WRITTEN EXERCISE: Present everything from the row containing "Labeling batch C. For the image above, tag the sandal" down through the last of the rows below as a Markdown table with the columns Index and Content. Number each line and leave out any blank lines.

------------------------------

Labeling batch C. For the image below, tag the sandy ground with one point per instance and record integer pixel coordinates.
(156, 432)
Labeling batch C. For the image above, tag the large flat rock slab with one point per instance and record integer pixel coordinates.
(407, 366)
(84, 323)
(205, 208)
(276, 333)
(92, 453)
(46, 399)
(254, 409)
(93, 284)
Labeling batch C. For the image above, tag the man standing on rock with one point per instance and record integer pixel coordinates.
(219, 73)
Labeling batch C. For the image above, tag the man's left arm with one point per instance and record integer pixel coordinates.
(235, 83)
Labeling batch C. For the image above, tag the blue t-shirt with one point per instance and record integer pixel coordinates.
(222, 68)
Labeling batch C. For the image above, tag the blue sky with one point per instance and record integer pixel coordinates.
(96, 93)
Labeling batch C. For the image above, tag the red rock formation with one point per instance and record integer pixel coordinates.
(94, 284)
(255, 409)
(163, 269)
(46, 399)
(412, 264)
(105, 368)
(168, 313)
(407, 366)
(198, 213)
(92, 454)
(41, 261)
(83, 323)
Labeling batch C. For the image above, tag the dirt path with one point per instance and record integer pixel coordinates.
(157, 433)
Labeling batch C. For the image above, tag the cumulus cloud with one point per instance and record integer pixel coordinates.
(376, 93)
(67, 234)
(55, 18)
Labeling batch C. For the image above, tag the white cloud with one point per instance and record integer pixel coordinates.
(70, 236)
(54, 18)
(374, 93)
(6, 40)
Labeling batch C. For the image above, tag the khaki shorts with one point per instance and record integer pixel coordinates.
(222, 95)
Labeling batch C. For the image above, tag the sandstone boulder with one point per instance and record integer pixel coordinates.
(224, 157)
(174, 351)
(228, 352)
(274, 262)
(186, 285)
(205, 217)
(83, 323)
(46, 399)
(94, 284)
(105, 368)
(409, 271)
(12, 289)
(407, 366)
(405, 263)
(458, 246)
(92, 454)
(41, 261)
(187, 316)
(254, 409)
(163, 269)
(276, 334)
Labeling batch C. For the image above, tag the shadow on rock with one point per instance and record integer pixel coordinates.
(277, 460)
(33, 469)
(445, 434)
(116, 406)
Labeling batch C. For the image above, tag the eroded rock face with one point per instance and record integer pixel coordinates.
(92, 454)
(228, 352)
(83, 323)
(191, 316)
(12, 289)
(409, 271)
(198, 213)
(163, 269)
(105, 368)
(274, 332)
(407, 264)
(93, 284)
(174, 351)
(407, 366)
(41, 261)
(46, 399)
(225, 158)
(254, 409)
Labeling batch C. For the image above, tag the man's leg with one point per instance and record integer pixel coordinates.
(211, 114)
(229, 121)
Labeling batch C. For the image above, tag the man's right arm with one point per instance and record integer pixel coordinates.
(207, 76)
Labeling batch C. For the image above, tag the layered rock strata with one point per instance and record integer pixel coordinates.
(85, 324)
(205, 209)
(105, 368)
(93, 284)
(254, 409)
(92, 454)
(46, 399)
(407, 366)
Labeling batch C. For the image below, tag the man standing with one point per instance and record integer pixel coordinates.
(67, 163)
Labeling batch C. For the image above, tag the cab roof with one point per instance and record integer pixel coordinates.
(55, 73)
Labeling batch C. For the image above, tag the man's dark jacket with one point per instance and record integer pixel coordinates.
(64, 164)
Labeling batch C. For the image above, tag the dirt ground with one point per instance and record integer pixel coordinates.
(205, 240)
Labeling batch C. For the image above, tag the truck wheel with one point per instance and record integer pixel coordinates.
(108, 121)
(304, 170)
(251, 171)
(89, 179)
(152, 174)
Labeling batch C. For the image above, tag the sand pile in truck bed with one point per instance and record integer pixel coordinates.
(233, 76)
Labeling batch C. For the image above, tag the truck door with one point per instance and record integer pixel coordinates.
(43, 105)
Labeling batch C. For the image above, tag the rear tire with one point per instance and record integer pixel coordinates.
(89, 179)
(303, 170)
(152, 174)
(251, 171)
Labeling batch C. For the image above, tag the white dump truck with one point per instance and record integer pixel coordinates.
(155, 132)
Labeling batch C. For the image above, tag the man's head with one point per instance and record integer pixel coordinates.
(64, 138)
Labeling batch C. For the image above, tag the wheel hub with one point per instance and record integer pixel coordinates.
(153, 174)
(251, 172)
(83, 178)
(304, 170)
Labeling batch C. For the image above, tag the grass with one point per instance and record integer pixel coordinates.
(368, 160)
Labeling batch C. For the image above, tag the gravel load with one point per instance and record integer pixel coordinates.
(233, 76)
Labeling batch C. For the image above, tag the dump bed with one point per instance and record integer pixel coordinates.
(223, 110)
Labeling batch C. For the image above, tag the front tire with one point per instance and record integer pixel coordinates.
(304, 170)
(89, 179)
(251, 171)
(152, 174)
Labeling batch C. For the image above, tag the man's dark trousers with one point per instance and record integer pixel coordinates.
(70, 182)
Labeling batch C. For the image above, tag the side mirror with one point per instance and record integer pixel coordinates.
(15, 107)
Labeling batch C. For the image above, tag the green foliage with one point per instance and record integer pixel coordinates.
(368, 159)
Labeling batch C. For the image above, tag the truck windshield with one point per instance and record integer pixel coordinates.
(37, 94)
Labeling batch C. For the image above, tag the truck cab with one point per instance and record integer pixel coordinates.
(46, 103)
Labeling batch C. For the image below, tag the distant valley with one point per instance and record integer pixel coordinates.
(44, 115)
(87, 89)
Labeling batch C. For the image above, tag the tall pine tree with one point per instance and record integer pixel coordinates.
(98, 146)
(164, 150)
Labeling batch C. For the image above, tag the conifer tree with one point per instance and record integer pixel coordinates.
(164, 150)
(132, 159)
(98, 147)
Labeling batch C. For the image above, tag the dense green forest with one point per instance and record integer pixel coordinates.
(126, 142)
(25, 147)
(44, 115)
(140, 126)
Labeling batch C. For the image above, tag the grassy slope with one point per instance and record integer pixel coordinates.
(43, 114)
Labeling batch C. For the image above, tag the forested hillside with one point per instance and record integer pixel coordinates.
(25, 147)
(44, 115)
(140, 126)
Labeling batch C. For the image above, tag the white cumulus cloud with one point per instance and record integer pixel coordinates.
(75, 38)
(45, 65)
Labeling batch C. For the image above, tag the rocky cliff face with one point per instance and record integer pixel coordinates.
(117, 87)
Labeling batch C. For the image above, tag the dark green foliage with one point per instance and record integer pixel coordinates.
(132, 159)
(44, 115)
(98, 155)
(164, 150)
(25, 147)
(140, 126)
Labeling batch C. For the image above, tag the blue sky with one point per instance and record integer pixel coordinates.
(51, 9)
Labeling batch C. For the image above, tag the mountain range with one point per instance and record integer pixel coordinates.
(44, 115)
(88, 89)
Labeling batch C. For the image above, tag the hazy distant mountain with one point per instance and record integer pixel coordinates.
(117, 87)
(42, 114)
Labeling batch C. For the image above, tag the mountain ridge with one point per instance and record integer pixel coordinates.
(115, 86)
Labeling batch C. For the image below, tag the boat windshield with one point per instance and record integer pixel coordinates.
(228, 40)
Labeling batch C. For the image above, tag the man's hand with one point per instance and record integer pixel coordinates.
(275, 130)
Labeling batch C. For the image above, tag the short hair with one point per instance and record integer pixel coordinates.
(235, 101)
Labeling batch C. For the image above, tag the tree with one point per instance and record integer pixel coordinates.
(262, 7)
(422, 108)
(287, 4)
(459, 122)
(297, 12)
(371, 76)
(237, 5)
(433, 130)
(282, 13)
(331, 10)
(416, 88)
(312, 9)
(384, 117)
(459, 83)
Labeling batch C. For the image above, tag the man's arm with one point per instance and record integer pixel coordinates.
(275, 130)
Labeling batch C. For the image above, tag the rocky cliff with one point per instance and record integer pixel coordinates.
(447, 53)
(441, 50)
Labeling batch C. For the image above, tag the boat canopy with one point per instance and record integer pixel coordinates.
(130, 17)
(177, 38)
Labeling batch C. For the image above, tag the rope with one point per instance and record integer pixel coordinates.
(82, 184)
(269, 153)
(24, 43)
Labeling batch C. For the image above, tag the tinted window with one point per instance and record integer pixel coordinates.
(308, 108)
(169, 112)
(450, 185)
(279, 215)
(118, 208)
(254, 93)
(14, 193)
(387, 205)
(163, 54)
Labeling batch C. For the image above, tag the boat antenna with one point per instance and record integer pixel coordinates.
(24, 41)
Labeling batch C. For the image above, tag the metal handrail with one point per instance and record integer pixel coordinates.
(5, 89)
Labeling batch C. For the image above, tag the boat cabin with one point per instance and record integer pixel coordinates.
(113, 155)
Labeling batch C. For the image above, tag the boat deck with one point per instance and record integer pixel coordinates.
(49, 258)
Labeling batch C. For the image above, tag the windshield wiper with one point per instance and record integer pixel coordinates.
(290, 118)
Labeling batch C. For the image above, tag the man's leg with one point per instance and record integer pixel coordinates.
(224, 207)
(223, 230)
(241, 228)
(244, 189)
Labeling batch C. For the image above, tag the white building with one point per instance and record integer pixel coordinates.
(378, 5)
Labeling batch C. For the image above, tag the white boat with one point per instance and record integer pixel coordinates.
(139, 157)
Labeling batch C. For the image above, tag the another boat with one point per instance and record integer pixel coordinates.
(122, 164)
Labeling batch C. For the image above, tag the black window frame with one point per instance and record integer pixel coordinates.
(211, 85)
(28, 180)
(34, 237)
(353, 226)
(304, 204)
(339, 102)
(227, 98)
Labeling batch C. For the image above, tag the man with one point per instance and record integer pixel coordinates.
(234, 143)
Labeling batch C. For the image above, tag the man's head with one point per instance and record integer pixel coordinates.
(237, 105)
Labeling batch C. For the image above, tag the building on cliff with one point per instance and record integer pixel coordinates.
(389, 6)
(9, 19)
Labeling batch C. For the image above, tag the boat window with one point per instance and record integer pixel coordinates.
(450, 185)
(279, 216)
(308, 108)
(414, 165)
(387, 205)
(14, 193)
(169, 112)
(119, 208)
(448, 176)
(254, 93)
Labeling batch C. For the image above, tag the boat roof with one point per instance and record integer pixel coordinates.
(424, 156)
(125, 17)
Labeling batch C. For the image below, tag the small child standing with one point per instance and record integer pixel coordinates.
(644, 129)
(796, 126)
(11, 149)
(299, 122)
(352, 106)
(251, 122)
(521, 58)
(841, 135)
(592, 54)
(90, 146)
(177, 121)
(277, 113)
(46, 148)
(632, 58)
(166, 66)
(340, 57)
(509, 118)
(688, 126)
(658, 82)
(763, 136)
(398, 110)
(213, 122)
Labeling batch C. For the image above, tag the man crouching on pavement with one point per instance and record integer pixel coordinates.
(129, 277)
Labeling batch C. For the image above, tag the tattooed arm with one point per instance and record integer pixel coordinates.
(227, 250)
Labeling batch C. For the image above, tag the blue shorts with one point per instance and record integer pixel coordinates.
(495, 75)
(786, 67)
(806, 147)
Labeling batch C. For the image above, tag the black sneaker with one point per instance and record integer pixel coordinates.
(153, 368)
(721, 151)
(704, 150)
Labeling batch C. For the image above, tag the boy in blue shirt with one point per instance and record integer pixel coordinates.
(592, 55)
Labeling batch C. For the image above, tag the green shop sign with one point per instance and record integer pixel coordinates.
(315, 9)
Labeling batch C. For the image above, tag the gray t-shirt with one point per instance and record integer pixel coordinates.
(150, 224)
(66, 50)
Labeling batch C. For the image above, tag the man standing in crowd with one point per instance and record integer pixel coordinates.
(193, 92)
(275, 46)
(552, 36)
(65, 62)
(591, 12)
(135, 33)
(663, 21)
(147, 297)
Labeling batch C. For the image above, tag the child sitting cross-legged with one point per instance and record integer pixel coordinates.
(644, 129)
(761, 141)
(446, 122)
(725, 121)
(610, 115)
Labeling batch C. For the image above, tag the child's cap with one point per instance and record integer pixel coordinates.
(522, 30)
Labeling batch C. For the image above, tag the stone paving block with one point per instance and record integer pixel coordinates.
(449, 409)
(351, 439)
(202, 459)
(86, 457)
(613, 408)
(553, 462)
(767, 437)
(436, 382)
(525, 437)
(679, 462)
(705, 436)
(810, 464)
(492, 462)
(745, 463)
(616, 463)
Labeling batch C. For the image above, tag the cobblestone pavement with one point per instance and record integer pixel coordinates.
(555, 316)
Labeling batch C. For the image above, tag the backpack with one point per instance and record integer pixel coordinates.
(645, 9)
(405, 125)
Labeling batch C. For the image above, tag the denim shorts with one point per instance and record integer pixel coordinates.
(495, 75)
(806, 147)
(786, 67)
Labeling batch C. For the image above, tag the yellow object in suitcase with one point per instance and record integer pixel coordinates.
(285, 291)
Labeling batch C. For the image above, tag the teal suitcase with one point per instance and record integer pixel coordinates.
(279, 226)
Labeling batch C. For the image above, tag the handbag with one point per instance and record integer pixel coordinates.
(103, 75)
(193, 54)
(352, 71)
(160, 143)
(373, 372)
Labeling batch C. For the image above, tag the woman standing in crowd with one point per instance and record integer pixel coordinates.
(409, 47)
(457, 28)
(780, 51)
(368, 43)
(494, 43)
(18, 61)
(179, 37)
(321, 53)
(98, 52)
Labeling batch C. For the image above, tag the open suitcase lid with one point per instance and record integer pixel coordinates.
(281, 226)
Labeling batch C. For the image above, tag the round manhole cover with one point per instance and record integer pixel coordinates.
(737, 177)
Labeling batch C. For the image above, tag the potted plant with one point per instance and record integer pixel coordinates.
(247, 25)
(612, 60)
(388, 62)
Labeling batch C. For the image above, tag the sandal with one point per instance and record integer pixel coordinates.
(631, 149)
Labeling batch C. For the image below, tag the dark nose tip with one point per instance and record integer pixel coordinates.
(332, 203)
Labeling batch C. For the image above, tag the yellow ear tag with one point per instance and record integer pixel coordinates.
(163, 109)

------------------------------

WRITTEN ANSWER:
| Index | Content |
|---|---|
| 1 | Labeling batch C. For the image above, tag the sandal with one point per instance and record integer pixel coordinates. |
| 2 | (631, 149) |
| 3 | Labeling batch C. For the image below, tag the dark nose tip with one point per instance and record integer pixel coordinates. |
| 4 | (332, 203) |
| 5 | Labeling batch C. For the image above, tag the yellow ear tag with one point per instance and record integer pixel coordinates. |
| 6 | (163, 109) |